*Exercise brief*. Reproduce the closing run of lines below verbatim, from the line that contains "Target category for this HIT is street" up to and including the final line.

*Records*.
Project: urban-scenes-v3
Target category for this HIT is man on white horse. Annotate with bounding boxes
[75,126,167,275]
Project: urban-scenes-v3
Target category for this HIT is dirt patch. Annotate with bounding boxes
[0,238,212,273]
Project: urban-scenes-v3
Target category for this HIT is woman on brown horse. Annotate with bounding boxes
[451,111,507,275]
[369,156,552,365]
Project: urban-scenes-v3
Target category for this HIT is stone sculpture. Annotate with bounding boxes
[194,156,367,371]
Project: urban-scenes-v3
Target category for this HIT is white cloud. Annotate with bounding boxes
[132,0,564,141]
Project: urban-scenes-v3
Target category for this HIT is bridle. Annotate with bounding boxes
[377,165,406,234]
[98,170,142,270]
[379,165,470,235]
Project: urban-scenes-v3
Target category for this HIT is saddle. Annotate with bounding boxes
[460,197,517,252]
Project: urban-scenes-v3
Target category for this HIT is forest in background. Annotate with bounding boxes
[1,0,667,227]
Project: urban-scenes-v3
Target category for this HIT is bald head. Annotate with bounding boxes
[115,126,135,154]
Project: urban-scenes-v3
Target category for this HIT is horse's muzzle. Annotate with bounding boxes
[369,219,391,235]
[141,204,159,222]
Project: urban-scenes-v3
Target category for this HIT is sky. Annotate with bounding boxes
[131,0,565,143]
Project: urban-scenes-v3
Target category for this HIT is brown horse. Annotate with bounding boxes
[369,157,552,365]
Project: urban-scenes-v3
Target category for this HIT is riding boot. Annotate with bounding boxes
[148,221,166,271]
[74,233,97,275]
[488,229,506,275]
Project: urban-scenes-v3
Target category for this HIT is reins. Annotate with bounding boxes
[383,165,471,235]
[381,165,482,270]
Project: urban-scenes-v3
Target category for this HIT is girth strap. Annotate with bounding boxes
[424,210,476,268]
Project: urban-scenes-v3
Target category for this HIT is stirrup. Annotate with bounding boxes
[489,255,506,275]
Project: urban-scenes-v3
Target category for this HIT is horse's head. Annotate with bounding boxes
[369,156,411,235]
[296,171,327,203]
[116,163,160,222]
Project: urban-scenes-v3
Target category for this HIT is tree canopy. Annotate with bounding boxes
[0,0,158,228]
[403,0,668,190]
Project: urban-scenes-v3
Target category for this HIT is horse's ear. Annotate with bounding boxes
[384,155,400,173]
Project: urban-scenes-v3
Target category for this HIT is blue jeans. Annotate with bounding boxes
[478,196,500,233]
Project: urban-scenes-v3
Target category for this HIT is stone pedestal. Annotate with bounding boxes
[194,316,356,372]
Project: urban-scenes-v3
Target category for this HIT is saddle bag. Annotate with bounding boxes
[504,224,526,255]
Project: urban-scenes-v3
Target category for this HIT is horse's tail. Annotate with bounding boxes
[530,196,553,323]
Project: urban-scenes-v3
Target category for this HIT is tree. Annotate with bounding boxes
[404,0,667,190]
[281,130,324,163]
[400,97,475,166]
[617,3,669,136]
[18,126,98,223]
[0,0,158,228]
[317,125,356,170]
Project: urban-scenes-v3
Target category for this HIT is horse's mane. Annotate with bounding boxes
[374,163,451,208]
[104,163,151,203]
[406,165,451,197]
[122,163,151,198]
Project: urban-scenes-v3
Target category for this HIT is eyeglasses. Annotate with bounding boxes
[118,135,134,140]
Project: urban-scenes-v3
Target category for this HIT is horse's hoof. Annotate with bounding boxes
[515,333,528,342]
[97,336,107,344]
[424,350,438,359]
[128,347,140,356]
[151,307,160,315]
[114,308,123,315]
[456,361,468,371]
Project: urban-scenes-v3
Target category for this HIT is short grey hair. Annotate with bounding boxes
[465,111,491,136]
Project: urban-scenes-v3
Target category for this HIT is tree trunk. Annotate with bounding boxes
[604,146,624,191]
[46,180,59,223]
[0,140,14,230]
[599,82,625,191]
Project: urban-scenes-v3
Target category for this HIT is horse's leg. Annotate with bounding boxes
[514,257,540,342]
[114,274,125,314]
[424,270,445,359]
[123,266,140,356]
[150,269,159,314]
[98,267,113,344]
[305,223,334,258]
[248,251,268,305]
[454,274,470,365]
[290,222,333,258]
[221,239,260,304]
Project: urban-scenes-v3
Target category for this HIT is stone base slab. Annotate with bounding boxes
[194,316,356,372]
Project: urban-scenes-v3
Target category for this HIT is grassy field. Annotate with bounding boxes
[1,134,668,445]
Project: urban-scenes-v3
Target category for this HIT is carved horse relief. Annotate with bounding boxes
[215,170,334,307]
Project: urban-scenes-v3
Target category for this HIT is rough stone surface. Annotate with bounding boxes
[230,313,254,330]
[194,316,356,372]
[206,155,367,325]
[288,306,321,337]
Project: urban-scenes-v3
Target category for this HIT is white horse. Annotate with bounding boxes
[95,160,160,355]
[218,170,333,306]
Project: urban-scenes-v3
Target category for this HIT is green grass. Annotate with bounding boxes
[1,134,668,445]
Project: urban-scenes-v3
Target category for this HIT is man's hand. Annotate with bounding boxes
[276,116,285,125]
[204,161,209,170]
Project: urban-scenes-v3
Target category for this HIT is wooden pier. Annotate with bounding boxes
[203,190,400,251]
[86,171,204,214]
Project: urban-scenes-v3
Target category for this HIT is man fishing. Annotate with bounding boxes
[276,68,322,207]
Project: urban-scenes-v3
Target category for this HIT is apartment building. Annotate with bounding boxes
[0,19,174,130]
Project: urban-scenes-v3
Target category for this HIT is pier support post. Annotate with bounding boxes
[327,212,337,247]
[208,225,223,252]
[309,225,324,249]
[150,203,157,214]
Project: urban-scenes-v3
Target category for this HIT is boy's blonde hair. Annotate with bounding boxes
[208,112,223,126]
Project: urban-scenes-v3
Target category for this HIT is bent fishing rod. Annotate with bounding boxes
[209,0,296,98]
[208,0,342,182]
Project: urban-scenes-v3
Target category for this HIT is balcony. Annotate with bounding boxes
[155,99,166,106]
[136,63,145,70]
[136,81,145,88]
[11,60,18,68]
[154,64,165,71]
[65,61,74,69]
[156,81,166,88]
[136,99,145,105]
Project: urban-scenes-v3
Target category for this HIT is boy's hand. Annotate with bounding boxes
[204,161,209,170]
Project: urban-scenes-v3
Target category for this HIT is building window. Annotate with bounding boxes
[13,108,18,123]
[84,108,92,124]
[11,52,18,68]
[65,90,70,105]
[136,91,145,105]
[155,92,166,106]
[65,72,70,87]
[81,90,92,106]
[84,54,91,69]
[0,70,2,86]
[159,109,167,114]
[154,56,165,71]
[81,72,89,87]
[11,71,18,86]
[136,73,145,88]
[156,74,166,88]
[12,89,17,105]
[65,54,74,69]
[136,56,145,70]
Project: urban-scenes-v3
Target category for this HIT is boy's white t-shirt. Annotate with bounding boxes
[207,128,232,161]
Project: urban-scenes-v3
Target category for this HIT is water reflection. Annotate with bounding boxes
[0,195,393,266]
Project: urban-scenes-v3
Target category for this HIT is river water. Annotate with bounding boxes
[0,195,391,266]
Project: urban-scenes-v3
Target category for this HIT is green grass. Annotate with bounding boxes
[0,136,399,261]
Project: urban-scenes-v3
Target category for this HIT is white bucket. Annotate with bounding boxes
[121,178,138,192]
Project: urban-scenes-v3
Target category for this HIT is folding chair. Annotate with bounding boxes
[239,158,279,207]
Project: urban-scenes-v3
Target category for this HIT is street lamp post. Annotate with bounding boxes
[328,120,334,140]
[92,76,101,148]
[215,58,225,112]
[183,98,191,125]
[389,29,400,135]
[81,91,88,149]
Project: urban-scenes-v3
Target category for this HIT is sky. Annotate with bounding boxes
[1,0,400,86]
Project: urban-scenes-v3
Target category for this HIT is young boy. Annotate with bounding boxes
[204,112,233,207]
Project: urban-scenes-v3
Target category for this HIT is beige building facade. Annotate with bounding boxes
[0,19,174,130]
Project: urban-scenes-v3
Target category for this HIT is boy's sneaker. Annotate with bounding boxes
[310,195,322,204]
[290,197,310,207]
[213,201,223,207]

*Exercise solution*.
Target category for this HIT is street lamp post. Annotate with bounding boxes
[328,120,334,140]
[92,76,101,148]
[215,58,225,112]
[183,98,191,125]
[389,29,400,135]
[81,91,88,149]
Project: urban-scenes-v3
Target category for this HIT is sky. Annotate with bounding boxes
[1,0,400,86]
Project: urban-scenes-v3
Target category for this HIT is young boy. Annotate with bounding boxes
[204,112,233,207]
Project: urban-scenes-v3
Target category for this HIT is beige building facade. Annotate with bounding boxes
[0,19,174,130]
Project: urban-scenes-v3
Target category for this HIT is boy's sneaker. Annotate with bounding boxes
[310,195,322,204]
[290,197,310,207]
[213,201,223,207]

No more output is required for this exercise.